→ ENTRIES SHOWN

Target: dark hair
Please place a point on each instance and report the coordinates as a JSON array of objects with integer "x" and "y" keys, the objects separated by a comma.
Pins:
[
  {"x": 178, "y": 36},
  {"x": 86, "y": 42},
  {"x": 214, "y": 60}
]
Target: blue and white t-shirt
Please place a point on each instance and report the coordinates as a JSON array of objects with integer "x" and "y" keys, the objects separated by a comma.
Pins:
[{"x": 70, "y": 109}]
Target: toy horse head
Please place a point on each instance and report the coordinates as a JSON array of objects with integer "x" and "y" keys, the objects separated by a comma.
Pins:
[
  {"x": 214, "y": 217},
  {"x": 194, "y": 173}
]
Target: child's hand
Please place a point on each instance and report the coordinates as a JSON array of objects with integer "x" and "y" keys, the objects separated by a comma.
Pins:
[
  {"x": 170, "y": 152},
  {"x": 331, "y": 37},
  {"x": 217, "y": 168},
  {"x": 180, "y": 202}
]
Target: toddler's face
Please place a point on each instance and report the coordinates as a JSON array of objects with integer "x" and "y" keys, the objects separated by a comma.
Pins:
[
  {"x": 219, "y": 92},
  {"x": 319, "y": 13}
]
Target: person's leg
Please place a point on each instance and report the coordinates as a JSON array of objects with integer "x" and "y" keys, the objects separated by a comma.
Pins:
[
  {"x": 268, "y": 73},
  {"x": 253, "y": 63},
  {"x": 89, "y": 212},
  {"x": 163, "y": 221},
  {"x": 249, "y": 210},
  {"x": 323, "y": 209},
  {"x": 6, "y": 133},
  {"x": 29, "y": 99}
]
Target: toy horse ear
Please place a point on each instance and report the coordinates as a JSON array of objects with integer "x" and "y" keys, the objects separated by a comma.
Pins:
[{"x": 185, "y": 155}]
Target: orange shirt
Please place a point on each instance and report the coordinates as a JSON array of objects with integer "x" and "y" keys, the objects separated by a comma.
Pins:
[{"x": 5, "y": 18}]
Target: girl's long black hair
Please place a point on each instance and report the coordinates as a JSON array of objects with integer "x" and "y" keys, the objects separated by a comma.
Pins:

→ WHAT IS ASKED
Output every line of the records above as a JSON list of strings, with one string per line and blank lines omitted.

→ ANSWER TO THIS PROBLEM
[
  "Target: dark hair",
  "Please place a point on each instance and report the coordinates as a JSON array of objects with integer \"x\" and \"y\" keys, the objects separated by a comma.",
  "Pins:",
  "[",
  "  {\"x\": 178, \"y\": 36},",
  "  {\"x\": 86, \"y\": 42},",
  "  {\"x\": 214, \"y\": 60}",
  "]",
  "Target: blue and white t-shirt",
  "Please place a point on each instance and report the coordinates as a JSON array of objects with integer \"x\" and \"y\" keys, the objects separated by a comma.",
  "Pins:",
  "[{\"x\": 70, \"y\": 109}]",
  "Target: toy horse head",
  "Please place a point on each instance and report the coordinates as a JSON array of objects with integer \"x\" and \"y\" keys, the objects separated by a comma.",
  "Pins:",
  "[",
  "  {\"x\": 214, \"y\": 217},",
  "  {\"x\": 194, \"y\": 173}",
  "]",
  "Target: child's hand",
  "Please place a point on each instance and report the coordinates as a JSON array of objects with integer \"x\" and \"y\" keys, the objects separated by a comma.",
  "Pins:",
  "[",
  "  {\"x\": 170, \"y\": 152},",
  "  {\"x\": 331, \"y\": 37},",
  "  {\"x\": 217, \"y\": 168},",
  "  {\"x\": 180, \"y\": 202}",
  "]",
  "Target: toddler's face",
  "Please place a point on each instance and report the coordinates as a JSON array of objects with integer \"x\" and \"y\" keys, the objects separated by a comma.",
  "Pins:",
  "[",
  "  {\"x\": 219, \"y\": 92},",
  "  {\"x\": 319, \"y\": 13}",
  "]",
  "Target: person's leg",
  "Please place a point on each instance and report the coordinates as a JSON array of objects with integer \"x\" and \"y\" keys, the objects separated by a comma.",
  "Pins:",
  "[",
  "  {\"x\": 268, \"y\": 73},",
  "  {\"x\": 253, \"y\": 63},",
  "  {\"x\": 89, \"y\": 212},",
  "  {\"x\": 163, \"y\": 221},",
  "  {\"x\": 249, \"y\": 210},",
  "  {\"x\": 323, \"y\": 209},",
  "  {\"x\": 6, \"y\": 133},",
  "  {\"x\": 29, \"y\": 99}",
  "]",
  "Target: toy horse ear",
  "Please place a point on each instance and report the coordinates as a JSON array of objects with integer \"x\" and \"y\" keys, the objects separated by a comma.",
  "Pins:",
  "[{\"x\": 185, \"y\": 155}]",
  "Target: orange shirt",
  "Please place a point on each instance and report the coordinates as a JSON array of objects with integer \"x\" and \"y\" keys, the objects separated by a comma.",
  "Pins:",
  "[{\"x\": 5, \"y\": 18}]",
  "Target: girl's long black hair",
  "Please place a point on each instance and report the coordinates as a JSON array of objects with integer \"x\" and \"y\" keys, the objects separated by a comma.",
  "Pins:"
]